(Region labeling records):
<<<<

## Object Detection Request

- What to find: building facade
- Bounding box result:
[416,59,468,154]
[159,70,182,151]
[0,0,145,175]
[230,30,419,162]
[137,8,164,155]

>>>>

(Work instructions):
Render every line of the entries above as a JSON array of strings, one string per line, with blank lines omitted.

(Result of the exercise):
[
  "## Object Detection Request",
  "- What to find: building facade",
  "- Bounding box result:",
  "[416,59,468,154]",
  "[159,70,182,151]",
  "[0,0,145,175]",
  "[230,30,419,162]",
  "[137,8,164,155]"
]